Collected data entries
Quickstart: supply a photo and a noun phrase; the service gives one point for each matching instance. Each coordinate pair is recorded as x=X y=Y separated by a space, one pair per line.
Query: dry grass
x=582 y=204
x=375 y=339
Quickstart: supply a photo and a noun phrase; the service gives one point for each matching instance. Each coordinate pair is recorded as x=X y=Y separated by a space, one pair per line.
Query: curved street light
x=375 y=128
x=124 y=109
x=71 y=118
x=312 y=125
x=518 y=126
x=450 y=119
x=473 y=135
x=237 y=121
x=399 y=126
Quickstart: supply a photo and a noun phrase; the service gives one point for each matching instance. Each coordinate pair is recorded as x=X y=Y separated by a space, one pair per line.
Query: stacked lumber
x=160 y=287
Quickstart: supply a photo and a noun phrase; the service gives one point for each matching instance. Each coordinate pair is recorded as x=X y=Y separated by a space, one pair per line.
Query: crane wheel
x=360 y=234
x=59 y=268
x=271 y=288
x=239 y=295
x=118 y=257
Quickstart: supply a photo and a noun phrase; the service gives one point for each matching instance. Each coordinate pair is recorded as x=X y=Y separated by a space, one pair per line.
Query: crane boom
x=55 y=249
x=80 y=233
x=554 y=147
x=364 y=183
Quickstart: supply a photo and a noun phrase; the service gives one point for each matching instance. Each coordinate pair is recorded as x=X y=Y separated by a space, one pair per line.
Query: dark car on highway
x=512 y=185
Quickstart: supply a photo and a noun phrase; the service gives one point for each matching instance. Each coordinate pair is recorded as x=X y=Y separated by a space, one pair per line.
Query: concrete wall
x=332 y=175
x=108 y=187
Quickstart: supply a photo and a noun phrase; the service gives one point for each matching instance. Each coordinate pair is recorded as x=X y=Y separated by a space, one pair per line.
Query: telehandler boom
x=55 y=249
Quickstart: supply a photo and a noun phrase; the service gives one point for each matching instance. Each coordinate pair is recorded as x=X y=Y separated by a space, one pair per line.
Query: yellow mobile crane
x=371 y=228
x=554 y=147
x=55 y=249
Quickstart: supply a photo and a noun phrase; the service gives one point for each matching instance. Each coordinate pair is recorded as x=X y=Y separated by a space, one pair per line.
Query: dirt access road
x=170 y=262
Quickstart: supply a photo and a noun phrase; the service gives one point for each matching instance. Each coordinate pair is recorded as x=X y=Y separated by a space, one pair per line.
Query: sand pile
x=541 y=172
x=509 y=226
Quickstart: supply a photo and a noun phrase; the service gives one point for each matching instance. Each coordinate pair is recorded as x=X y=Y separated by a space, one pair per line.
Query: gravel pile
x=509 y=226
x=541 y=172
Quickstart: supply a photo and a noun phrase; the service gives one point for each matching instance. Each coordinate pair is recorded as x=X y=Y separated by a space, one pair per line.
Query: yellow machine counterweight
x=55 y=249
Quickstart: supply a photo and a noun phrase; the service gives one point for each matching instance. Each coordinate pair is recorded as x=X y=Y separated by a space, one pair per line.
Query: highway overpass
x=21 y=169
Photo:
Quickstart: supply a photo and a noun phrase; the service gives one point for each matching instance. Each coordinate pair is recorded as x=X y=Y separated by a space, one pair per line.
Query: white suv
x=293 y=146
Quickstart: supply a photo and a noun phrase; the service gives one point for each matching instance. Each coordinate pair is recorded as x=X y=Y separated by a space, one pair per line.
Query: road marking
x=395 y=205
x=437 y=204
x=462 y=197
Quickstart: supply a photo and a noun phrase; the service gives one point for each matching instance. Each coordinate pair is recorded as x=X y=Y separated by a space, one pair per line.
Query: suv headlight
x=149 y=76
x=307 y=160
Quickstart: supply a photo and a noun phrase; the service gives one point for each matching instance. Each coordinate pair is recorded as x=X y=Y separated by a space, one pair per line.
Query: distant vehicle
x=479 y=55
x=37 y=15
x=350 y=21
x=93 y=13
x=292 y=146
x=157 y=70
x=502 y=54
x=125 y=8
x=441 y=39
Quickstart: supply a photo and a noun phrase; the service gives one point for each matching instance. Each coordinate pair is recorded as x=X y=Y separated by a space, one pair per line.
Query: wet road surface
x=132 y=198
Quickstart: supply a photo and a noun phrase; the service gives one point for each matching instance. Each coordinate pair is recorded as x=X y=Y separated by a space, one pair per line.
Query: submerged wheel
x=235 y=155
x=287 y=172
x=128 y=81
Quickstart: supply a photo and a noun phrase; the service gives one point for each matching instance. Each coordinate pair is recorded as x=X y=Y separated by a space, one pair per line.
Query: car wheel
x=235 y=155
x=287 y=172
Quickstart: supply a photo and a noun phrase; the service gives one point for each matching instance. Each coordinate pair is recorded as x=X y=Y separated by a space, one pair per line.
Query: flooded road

**Stated exercise:** Please repeat the listing exactly, with nothing left out.

**Task output:**
Quickstart: supply a photo and a noun phrase; the service gives one point for each matching instance. Each coordinate pair is recorded as x=X y=Y separated by a space, one pair per line.
Query: dry grass
x=582 y=204
x=375 y=339
Quickstart: supply a photo and a noun phrase; the service gives one point for each matching instance. Each coordinate pair is recorded as x=X y=Y separated by a space, one pair per line.
Query: curved street light
x=375 y=128
x=124 y=109
x=71 y=118
x=312 y=125
x=518 y=126
x=450 y=119
x=473 y=135
x=237 y=121
x=399 y=126
Quickstart: supply a photo and a noun phrase; the service gives one point for each matching instance. Each coordinate pair is recorded as x=X y=Y separated by a space, one pair per line.
Query: stacked lumber
x=160 y=287
Quickstart: supply a photo and a noun phrase; the service gives one point for each matching instance. Each coordinate pair is recorded as x=X y=Y separated by a space, one pair per line.
Query: crane wheel
x=360 y=234
x=59 y=268
x=271 y=288
x=239 y=295
x=118 y=257
Quickstart: supply a photo and a noun phrase; the service gives one point for each matching instance. Each coordinate pair is recorded as x=X y=Y separated by a space, one pair per line.
Query: crane boom
x=55 y=249
x=80 y=233
x=554 y=147
x=364 y=183
Quickstart: supply a photo and a noun phrase; the service gives one point for each matching instance. Each coordinate pair is recorded as x=X y=Y separated by a space, one pair per line.
Query: dark car on highway
x=512 y=185
Quickstart: supply a photo and a noun phrase; the service gives one point for each matching instance. Each coordinate pair is recorded as x=X y=Y separated by a space, one pair per line.
Query: concrete wall
x=332 y=175
x=108 y=187
Quickstart: supply a photo and a noun phrase; the service gives one point for each matching instance. Each coordinate pair is recorded as x=X y=Y separated by a space, one pair per line.
Query: telehandler boom
x=55 y=249
Quickstart: supply a photo and a noun phrase; the service gives one point for each matching instance. Each coordinate pair is recorded as x=X y=Y separated by a space, one pair per line.
Query: yellow mobile crane
x=371 y=228
x=554 y=147
x=55 y=249
Quickstart: supply a photo and a noun phrase; the service gives one point for each matching instance. Each coordinate pair is recorded as x=X y=Y separated by a space, one pair per line.
Query: dirt access road
x=170 y=262
Quickstart: supply a photo and a noun phrase; the service gives one point for each matching instance. Each coordinate pair is recorded as x=X y=Y separated by a space, one pair per line.
Query: sand pile
x=541 y=172
x=509 y=226
Quickstart: supply a photo and a noun phrase; the service gives one point for each matching instance. Each coordinate pair is recorded as x=X y=Y separated by a space, one pair per line.
Query: gravel pile
x=509 y=226
x=541 y=172
Quickstart: supply a photo and a noun phrase; the service gives one point for each matching instance. Each coordinate pair is recorded as x=X y=Y separated by a space, one pair per line.
Query: yellow machine counterweight
x=55 y=249
Quickstart: supply a photo and a noun phrase; the service gives one point for each matching instance. Each coordinate pair is recorded as x=X y=Y separated by a space, one pair per line.
Query: highway overpass
x=21 y=169
Photo:
Quickstart: supply a photo and a noun phrase; the service gives one point for each matching instance. Each coordinate pair is recorded as x=X y=Y separated by a space, one pair per line.
Query: white suv
x=293 y=146
Quickstart: supply a photo and a noun phrase; the service gives one point for each matching instance. Each coordinate pair is recorded as x=X y=Y separated by a space, one pair per line.
Query: road marking
x=395 y=205
x=437 y=204
x=462 y=197
Quickstart: supply a photo and a noun phrase; the service gives one point for each matching instance. Each coordinate pair is recorded as x=X y=Y separated by a space, one pair per line.
Query: suv headlight
x=149 y=76
x=307 y=160
Quickstart: supply a photo and a noun phrase; the service gives one point for each matching instance. Each coordinate pair is recorded as x=X y=Y separated by a space, one pair per line.
Query: distant vehicle
x=479 y=55
x=37 y=15
x=350 y=21
x=93 y=13
x=292 y=146
x=157 y=70
x=502 y=54
x=125 y=8
x=441 y=39
Quickstart: supply a photo and a noun phrase; the service gives one point for each matching instance. Each coordinate pair is recorded as x=X y=Y separated by a space, one pair per line.
Query: wet road surface
x=132 y=198
Quickstart: supply a photo and a noun phrase; the service gives one point for each matching instance. Each coordinate pair is recorded as x=X y=Y separated by a space, one pair per line.
Query: submerged wheel
x=235 y=155
x=287 y=172
x=128 y=81
Quickstart: supply a photo and a noun phrase; the service gives one point for each matching instance. Each coordinate pair is recorded as x=X y=Y separated by a space, one pair per line.
Query: car wheel
x=235 y=155
x=287 y=172
Quickstart: supply a photo and a noun phrase; the service gives one point for each matching instance. Each coordinate pair is recorded as x=X y=Y separated by a space, one pair per line.
Query: flooded road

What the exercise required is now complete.